▸ Excerpted text:
################

It's always a bit of a puzzle where best to start machining cylinder castings but I decided to begin by skimming the port face and the bolting face just to get them flat and square to each other. I'll finish them to final dimensions once the bore has been machined.

The first operation was to clean up the bottom edge of the bolting face with a file to get it flat and then give the bolting face a quick rub on some emery cloth to get that flat as well. It was a sign of how good the castings are that very little work was needed on either face.

The casting was then set up in the milling vice with the bolting face against the fixed jaw and the bottom edge resting on a parallel. A piece of thin plastic (a length cut off a cable tie) was put between the casting and the moving jaw of the vice. This ensures that the bolting face is clamped flat against the fixed jaw. If you try clamping it with just the moving jaw on it's own there's a good chance that the casting will be tilted slightly and not held square. A lot of machinists use a bit of soft aluminium welding rod for this purpose but I don't have any.

The port face was then trued up flat with a 12mm endmill. I took about 0.040" off altogether. There is still a small pit left in one of the cylinders but there is still quite a lot to eventually come off for finishing.



The casting was then replaced in the vice with the now machined port face against the fixed jaw and the bolting face sitting on a piece of 0.25" square brass to act as a parallel (my smallest normal parallel was too tall). Again, the bit of plastic was used to clamp the casting in the vice.

I then skimmed a little off the top edge of the outside of the casting to make it parallel with the bolting face. Fortunately, this edge has the 'Goodwin' name cast on it so I just skimmed that down until it was flat.



That was all that I had time for but the next step will be to turn the casting over and skim the bolting face. I will then have two flat surfaces at 90° to each other.


Once the bolting face was milled I was ready to mount the cylinder blocks in the lathe and bore them using a Keats type angle plate bolted to the faceplate. I've used this method on several occasions for boring cylinders and it works well.

However, before mounting the cylinders I decided to check the squareness of the angle plate itself as this angle plate has a bit of a history. I bought it way back in 2006 when I was machining the cylinders for Helen from a well known model engineer supplier. I used it straight out of the box and this was a big mistake. I naively assumed that because it came from a well known UK supplier then it would be ok. It was only after I ruined the first inside cylinder for Helen that I found out that the Vee surfaces were not square to the bolting face, nothing like in fact, and when I bored the cylinder, the bore was at an angle to the cylinder block. As I had spent a lot of time fabricating this cylinder I was not best pleased as you can imagine! I should have sent the angle plate back but as I needed it I devised a way to true it up by clamping it to a machined bar in the chuck and then skimming the bolting face. I assumed that this would then result in the bolting face now being square to the surfaces of the vee and I've used it like this ever since.

################

▸ Things to do:
- 1) In the cylinder machining text, rewrite the paragraph beginning "The casting was then set up in the milling vice" as a short bulleted list that keeps its main facts.
- 2) Continue the account of machining the cylinder castings, starting right after its final sentence.

▸ Exercise data:
################

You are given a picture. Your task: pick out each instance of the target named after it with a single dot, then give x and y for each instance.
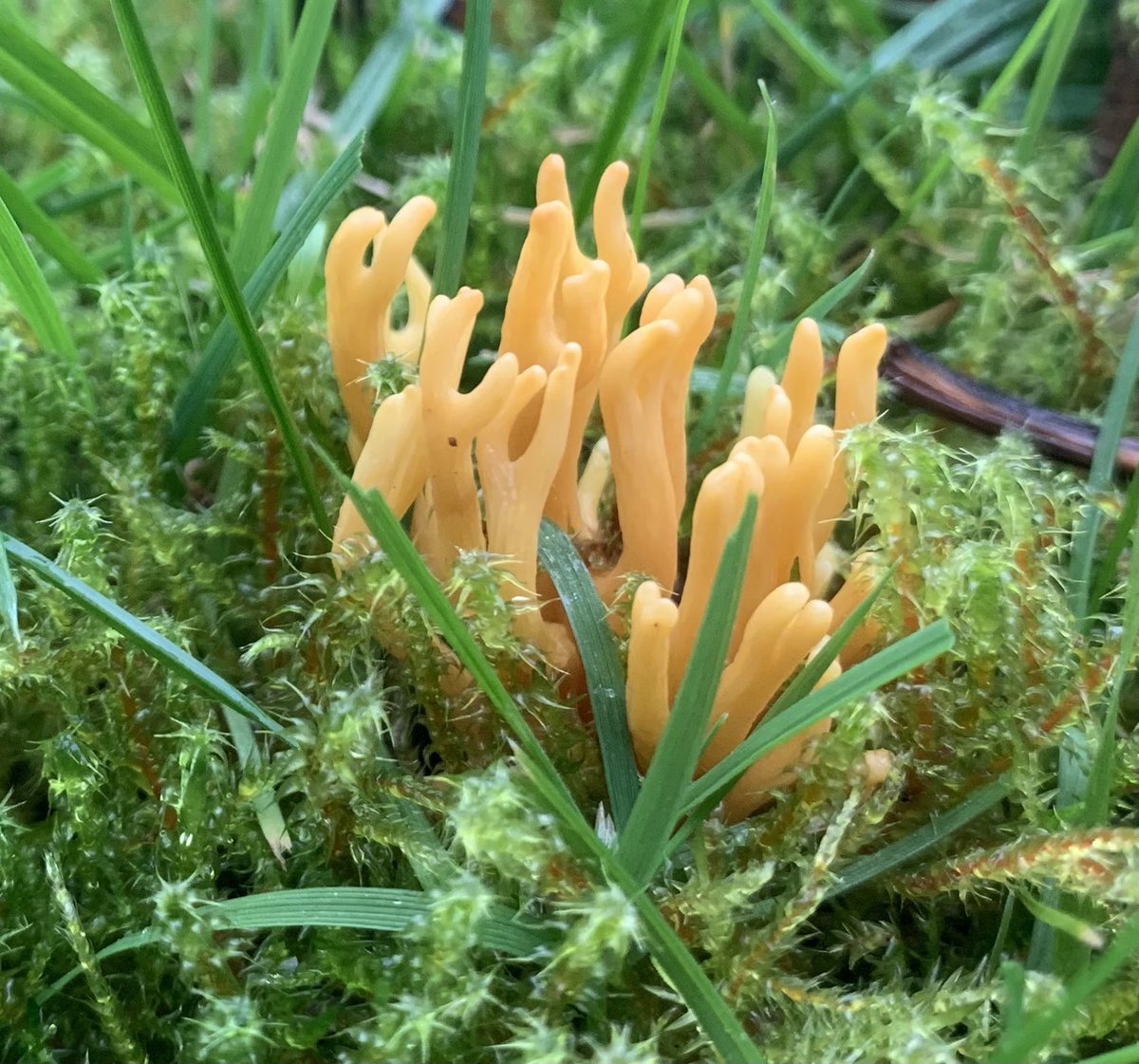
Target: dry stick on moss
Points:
(922, 381)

################

▸ Replies:
- 1)
- The casting went into the milling vice with the bolting face against the fixed jaw and the bottom edge resting on a parallel.
- A piece of thin plastic, cut from a cable tie, was placed between the casting and the moving jaw.
- The plastic keeps the bolting face clamped flat against the fixed jaw.
- Clamping with the moving jaw alone risks tilting the casting so that it is not held square.

- 2)
Anyway, I decided to check it properly and bolted it to my small faceplate and then ran an indicator along the length of the vee faces. Any deviation on the indicator would show that the face was not at 90° to the bolting face. To my surprise, although one of the faces was true within 0.001", the other was out by about 0.010". That meant that all the cylinders I had machined using this angle plate would have had bores at a slight angle to either the bolting face or the port face.

I decided to try truing the plate up again using the same method as before and see what happened. I had a bit of 40mm cast iron bar so chucked that in the four jaw, got it to run reasonably true, centre drilled the end and fitted the live centre. I then took a skim off the outside of the bar so that it ran true. The angle plate was clamped to it and the bolting face skimmed again.




I had to remove about 0.015" to get it faced all the way across.

It was then bolted to the faceplate again and the vee faces checked with the indicator. Again, one face was within 0.001" but the other was now out by 0.015"! This is the same face that was out last time. What on earth's going on! I don't see how it can have finished up out of square by so much again. The bolting face is perfectly flat so that's not distorting when it's bolted to the faceplate and surely the bolting face must be at 90° to the machined surface of the bar that it was clamped to and hence 90° to the vee faces? Maybe the two faces of the vee are not true to each other?

Because this method obviously isn't working I'm going to have a go at truing it up in the mill instead which is perhaps what I should have done in the first place.


The first job I did on the angle plate was to mill a relief slot in the middle of the vee faces with a 4mm cutter. The original corner of the vee was rounded so that you couldn't clamp anything with a sharp corner without using some packing between the faces. All vee blocks etc. usually have this slot.



The next job was to mill both of the vee faces at right angles to the bolting face and also to each other. I couldn't hold the job very securely in the vice to do this so bolted it to an angle plate on the bed. I ran the indicator across the first face to get it parallel to the bed and then milled it with a 12mm endmill.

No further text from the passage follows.